■ What to produce ■
Output, as a JSON list of strings with one string per line and blank lines omitted, the lines of the listing from the one containing "Annotation task — tag the white" through the end of the listing, both ends included.

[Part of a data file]

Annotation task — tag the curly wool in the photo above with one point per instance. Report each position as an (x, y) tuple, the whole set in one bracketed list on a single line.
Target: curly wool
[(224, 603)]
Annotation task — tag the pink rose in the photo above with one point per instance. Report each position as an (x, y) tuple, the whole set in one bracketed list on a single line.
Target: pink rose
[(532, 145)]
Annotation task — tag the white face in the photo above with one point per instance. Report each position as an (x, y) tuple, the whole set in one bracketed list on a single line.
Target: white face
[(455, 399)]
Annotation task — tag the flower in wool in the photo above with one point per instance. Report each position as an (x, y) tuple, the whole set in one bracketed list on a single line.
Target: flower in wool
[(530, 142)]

■ Finished task ■
[
  "Annotation task — tag the white face in the photo above with one point per instance. Report each position as an (x, y) tuple, the whole set in one bracketed list on a single line.",
  "Target: white face",
  "[(455, 399)]",
  "Annotation task — tag the flower in wool in the photo above with one point per instance. Report each position as an (x, y) tuple, the whole set in one bracketed list on a single line.",
  "Target: flower in wool",
  "[(530, 142)]"
]